◆ WHAT THE EXERCISE ASKS: Please give the records below again in full, exactly, with the images left out.

◆ DATASET EXTRACT:
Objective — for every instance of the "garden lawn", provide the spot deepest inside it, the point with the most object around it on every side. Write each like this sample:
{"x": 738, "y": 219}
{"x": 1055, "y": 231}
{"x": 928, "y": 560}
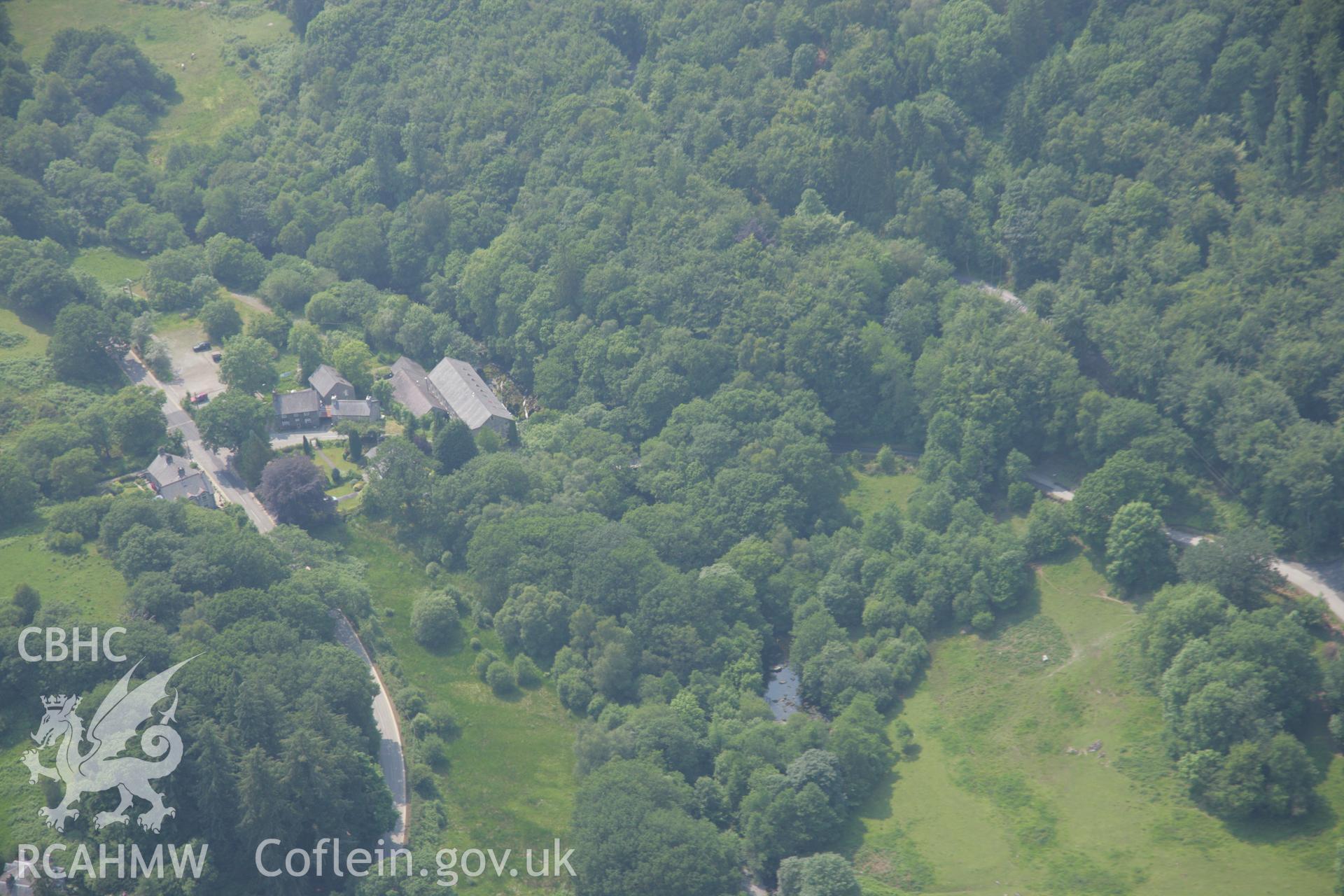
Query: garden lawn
{"x": 508, "y": 782}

◆ REPLY TO THE EXERCISE:
Objective — for every instance of the "garden lawn", provide the spot deepest inside it, the point with the most object around it on every side. Write each like this sample:
{"x": 738, "y": 219}
{"x": 1055, "y": 231}
{"x": 928, "y": 560}
Query: garden lawn
{"x": 508, "y": 782}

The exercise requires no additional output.